*EXTRAIT SOURCE*:
┏━━
L’entrée de Jésus à Jérusalem (Mt 21.26)

Dimanche des Rameaux et de la Passion | Année A

L’entrée messianique de Jésus à Jérusalem, appelée communément le jour des Rameaux, est au centre des Évangiles. Vous vous rappelez cette scène. Jésus descend du Mont des Oliviers. Il a devant lui toute la ville de Jérusalem et en particulier le Temple, dont la splendeur éclate au soleil. Et il pleure sur cette ville, dont il prévoit la ruine et l’entière destruction.

Homélie, Lausanne,
Dimanche des Rameaux et de la Passion, 1966.
Mise en ligne: 31.03.20
Temps de lecture: 3 mn

"Si Dieu n'était pas engagé dans notre destinée, il serait un Dieu incompréhensible et scandaleux." | DR

Ces larmes de Jésus nous touchent d’autant plus que nous sommes ici au jour des Rameaux, ce jour où nous assistons à une sorte de triomphe du Seigneur. Et nous voyons que Jésus n’en est pas dupe, à quelques jours de sa Crucifixion, car il porte en lui toute l’humanité, toute l’histoire, tout l’univers, à la lumière de cette Révélation formidable qui va faire de la mort de Dieu une affirmation de sa toute-puissance.

Jésus inscrit dans le plus profond de notre âme ce visage d’un Dieu silencieux.

Saint Luc avait déjà rapporté cette immense douleur du Christ devant l’ingratitude de Jérusalem : « Toi qui tues les prophètes et lapides ceux qui te sont envoyés, que de fois j’ai voulu rassembler tes enfants à la manière dont une poule rassemble sa couvée sous ses ailes… et vous n’avez pas voulu ! » (Lc 13, 34). Maintenant, Jésus pleure sur Jérusalem et ses larmes sont une profonde révélation sur la question de savoir : « Qui est Dieu ? » Jésus a pleuré sur Jérusalem !

Mais comment Dieu peut-il pleurer et qu’est-ce que cela veut dire ? Est-ce que l’on ne nous rebat pas les oreilles de la toute-puissance de Dieu ? Est-ce que Dieu ne pouvait pas transformer cette ville, est-ce qu’il ne pouvait pas l’obliger à le reconnaître ? Est-ce que sa toute-puissance n’était pas capable de faire un miracle, de ressusciter « les vivants et les morts »… ? j’entends : les précipices de l’ombre de la mort spirituelle, dans laquelle tous étaient plongés.

Eh bien, non justement, ce que Jésus vient révéler au monde, c’est l’échec de Dieu, c’est-à-dire que Dieu se révèle en Jésus-Christ comme l’Amour qui n’est qu’amour. Et que peut l’amour ? Aimer, un point, c’est tout ! Et quand l’amour ne rencontre pas l’amour, quand il se heurte de plus en plus à un refus obstiné, il reste impuissant et ne peut plus offrir rien d’autre que ses propres blessures : Dieu précisément meurt ainsi de tous nos refus d’amour et c’est ce que signifie, dans l’histoire, la mort de Jésus-Christ.
┗━━
*LIGNES FOURNIES*:
┏━━
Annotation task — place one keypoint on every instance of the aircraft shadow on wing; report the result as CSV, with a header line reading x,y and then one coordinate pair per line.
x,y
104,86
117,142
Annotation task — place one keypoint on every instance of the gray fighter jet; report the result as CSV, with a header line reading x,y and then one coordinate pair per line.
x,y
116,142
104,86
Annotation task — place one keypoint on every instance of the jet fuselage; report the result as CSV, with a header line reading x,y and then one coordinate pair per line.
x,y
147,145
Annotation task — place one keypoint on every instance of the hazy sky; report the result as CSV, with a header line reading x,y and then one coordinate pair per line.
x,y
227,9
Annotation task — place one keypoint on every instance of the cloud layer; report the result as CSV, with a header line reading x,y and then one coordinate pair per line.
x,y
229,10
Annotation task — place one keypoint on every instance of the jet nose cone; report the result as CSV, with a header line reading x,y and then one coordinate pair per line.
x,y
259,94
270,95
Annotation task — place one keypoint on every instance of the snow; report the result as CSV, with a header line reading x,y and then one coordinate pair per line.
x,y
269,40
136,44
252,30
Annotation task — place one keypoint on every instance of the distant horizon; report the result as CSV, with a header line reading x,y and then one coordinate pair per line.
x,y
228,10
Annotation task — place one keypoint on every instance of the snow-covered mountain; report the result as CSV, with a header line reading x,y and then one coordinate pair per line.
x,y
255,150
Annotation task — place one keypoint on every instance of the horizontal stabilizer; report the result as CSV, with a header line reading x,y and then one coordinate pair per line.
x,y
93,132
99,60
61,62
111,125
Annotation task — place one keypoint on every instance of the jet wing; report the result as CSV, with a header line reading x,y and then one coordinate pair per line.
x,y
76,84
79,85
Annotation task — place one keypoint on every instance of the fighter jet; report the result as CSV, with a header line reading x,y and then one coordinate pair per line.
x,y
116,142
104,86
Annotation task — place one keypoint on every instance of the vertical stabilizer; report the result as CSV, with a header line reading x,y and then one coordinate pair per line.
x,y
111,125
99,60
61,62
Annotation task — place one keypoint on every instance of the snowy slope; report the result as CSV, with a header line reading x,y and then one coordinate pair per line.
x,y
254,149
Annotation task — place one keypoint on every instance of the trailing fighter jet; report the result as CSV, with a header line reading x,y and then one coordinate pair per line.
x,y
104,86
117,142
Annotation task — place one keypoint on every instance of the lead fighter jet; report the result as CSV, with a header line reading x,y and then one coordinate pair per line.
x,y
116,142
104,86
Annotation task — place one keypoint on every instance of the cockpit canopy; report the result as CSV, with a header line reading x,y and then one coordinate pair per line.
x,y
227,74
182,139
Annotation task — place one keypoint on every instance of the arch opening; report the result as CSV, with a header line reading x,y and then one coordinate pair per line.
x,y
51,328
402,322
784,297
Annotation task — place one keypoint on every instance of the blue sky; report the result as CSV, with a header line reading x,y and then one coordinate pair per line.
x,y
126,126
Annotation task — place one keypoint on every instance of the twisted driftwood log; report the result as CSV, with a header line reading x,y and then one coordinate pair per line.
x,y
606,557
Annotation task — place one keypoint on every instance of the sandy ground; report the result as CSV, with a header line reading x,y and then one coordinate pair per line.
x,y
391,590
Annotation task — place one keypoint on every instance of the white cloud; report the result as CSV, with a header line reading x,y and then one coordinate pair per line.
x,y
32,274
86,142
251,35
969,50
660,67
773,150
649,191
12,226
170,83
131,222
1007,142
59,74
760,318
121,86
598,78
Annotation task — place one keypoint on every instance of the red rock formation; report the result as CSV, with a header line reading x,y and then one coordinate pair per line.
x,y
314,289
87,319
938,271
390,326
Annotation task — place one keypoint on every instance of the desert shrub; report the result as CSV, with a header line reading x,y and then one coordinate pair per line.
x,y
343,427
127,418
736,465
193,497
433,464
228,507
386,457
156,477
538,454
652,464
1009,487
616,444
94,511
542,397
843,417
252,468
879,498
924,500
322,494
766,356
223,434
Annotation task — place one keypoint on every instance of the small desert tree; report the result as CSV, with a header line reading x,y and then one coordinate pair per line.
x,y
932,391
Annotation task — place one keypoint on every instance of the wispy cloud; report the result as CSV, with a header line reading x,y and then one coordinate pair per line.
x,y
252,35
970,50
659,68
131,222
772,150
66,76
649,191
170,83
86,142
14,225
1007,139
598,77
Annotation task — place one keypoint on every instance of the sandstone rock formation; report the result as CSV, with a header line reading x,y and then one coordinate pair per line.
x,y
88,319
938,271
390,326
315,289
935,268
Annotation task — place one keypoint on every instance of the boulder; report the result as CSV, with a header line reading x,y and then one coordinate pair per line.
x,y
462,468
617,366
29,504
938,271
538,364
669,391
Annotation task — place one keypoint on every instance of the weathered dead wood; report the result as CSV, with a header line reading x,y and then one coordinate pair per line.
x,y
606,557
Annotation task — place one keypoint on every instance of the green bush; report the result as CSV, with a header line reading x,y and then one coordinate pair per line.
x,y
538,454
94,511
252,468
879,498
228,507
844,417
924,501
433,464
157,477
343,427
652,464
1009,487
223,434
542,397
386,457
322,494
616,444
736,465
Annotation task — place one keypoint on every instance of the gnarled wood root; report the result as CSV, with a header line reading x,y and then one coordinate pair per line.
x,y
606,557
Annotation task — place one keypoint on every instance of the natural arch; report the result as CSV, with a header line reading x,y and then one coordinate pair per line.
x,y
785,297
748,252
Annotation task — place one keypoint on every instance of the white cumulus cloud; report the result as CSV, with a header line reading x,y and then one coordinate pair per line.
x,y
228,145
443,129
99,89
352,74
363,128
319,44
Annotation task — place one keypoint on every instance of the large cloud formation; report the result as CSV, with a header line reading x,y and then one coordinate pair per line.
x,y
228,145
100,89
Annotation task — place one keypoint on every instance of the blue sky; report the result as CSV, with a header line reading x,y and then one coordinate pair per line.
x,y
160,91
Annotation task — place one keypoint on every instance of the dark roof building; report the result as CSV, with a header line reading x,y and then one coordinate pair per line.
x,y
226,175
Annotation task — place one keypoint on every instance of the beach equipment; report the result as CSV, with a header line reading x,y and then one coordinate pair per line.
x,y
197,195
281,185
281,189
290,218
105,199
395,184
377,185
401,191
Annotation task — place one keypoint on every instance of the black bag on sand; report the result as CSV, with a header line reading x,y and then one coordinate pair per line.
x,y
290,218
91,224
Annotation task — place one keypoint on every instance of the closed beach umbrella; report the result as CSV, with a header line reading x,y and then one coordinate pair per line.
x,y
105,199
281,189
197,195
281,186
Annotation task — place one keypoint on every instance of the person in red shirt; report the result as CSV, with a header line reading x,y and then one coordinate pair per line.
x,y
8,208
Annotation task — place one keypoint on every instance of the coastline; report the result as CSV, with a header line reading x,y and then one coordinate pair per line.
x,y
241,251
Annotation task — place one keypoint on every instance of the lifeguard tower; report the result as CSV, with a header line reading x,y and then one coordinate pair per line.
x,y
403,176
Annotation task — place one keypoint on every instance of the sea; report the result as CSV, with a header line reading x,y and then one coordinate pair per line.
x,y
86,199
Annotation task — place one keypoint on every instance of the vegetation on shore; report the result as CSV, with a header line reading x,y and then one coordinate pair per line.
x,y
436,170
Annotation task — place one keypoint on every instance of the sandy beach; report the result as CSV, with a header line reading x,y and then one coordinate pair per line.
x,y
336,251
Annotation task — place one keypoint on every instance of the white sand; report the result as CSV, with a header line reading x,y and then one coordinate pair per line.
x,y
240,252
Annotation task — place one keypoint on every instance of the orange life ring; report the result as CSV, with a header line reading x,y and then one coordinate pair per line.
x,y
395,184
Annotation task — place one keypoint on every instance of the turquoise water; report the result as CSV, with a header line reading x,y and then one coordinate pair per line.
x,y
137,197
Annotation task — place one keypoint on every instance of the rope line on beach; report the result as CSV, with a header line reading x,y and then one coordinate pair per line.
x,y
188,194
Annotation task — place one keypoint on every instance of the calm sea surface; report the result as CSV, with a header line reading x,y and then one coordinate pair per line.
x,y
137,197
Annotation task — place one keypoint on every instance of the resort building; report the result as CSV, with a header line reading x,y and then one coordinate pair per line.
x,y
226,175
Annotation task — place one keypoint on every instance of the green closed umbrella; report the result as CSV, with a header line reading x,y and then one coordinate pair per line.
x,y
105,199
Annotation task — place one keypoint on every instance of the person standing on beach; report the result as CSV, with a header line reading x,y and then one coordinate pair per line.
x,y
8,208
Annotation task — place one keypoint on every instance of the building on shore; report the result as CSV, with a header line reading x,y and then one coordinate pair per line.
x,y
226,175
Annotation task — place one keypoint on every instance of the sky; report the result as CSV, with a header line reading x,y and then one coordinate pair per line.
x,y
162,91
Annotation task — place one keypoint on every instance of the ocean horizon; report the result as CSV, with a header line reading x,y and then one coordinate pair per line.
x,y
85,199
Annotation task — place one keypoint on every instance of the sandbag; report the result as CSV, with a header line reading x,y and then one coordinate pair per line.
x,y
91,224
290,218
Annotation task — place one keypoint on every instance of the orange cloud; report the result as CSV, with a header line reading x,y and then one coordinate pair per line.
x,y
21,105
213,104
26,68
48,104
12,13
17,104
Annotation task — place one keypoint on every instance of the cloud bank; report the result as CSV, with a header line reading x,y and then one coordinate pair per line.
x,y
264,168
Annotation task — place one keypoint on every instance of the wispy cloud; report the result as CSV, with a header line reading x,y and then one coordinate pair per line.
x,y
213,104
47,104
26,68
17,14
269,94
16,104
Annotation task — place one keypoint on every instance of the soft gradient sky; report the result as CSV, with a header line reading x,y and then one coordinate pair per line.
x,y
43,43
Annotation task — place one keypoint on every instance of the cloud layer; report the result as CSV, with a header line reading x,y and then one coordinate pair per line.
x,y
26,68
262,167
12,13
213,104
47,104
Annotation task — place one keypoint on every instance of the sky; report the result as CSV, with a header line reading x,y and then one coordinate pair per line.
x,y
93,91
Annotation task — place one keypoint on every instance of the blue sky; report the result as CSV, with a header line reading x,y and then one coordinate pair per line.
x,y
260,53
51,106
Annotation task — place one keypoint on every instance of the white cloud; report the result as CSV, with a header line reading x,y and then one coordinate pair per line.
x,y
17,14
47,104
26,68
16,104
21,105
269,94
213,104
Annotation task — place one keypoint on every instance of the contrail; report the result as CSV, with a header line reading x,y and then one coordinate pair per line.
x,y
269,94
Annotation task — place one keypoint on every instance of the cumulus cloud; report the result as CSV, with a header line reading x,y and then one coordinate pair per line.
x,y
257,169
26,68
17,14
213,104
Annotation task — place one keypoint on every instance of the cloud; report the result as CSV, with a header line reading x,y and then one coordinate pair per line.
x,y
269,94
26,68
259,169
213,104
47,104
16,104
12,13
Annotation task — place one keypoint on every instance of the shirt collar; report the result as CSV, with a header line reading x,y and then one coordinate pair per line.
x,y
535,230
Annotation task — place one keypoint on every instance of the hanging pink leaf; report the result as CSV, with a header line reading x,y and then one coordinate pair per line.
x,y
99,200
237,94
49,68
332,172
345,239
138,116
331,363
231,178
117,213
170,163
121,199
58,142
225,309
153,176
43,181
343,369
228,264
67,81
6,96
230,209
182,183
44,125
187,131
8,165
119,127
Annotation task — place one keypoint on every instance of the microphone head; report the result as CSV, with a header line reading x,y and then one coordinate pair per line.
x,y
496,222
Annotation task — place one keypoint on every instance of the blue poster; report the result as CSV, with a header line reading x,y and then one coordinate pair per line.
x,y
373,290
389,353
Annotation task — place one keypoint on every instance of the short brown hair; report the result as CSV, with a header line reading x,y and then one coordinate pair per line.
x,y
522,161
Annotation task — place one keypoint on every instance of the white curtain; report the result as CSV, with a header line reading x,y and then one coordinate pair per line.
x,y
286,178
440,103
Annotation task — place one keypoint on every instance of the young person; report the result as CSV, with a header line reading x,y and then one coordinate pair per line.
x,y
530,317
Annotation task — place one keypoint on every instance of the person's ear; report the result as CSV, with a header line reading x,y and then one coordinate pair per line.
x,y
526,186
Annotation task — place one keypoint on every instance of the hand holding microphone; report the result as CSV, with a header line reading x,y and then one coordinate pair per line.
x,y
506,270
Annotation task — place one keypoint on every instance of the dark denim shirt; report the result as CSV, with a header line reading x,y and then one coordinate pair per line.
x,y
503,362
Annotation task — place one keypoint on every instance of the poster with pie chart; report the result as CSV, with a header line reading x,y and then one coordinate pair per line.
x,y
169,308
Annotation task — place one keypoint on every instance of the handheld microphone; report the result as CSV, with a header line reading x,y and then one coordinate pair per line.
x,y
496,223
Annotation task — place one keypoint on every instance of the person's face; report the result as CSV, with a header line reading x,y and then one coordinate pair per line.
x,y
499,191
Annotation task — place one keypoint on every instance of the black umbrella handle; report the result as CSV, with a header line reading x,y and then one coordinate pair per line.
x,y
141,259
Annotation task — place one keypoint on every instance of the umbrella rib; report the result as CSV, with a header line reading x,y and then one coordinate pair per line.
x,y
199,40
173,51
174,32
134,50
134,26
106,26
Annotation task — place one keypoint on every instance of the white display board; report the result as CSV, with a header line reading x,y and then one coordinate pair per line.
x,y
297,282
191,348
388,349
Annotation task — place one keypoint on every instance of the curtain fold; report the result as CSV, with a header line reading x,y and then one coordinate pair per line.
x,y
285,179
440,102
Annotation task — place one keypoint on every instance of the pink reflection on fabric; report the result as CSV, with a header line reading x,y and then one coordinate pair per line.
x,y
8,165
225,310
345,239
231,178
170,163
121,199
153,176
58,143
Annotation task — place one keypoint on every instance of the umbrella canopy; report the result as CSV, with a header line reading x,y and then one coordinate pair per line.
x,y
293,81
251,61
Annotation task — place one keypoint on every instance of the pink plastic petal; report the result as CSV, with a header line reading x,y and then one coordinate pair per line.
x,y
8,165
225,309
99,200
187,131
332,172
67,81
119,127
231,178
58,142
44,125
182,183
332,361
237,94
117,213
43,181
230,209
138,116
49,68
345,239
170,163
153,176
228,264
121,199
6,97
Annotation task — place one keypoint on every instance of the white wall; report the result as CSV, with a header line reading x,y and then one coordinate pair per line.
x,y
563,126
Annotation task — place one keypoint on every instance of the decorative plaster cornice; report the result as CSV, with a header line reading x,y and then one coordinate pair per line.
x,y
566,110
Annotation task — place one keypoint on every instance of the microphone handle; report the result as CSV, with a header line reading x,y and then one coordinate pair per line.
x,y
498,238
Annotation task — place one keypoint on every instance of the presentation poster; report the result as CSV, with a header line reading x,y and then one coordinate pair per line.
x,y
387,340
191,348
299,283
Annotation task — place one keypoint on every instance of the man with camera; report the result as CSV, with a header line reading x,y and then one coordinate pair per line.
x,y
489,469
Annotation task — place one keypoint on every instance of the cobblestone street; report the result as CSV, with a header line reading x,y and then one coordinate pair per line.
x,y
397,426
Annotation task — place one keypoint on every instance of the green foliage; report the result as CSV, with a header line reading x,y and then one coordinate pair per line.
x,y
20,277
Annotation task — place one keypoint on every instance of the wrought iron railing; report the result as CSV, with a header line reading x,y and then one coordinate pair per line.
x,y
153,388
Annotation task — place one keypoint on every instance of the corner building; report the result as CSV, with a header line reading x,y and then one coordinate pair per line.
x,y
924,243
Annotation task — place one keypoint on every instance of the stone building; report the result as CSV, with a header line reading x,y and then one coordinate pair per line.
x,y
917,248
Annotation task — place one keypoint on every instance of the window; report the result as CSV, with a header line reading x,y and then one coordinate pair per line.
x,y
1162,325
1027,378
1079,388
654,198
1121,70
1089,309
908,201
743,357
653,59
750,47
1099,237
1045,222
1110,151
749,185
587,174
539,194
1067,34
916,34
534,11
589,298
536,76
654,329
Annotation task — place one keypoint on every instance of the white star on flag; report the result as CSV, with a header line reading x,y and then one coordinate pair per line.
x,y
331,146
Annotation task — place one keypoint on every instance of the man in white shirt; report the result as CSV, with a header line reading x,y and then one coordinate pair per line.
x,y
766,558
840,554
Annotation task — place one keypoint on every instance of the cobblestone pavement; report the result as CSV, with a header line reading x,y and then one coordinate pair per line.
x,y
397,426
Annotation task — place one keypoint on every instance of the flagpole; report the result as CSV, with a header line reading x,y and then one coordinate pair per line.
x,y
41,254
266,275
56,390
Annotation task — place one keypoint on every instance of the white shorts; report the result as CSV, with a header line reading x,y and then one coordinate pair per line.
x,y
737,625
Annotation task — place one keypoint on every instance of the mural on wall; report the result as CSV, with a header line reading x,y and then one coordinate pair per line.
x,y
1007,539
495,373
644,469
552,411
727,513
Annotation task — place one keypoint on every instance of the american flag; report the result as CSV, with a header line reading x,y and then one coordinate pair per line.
┗━━
*CONSIGNE*:
D'après l'homélie, de quel lieu Jésus descend-il lorsqu'il a devant lui la ville de Jérusalem ? Les lignes ci-dessus n'interviennent pas ici.

*RÉPONSE ATTENDUE*:
Du Mont des Oliviers.